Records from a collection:
--------------------
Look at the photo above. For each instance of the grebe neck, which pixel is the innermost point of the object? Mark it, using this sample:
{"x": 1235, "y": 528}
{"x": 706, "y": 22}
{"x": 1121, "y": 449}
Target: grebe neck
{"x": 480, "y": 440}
--------------------
Return the data in its entirety, exactly as given.

● Written response
Look at the photo above. For each instance of the grebe neck, which pixel is the innermost point of the object? Mark it, using this sample:
{"x": 1235, "y": 528}
{"x": 706, "y": 22}
{"x": 1121, "y": 449}
Target: grebe neck
{"x": 480, "y": 440}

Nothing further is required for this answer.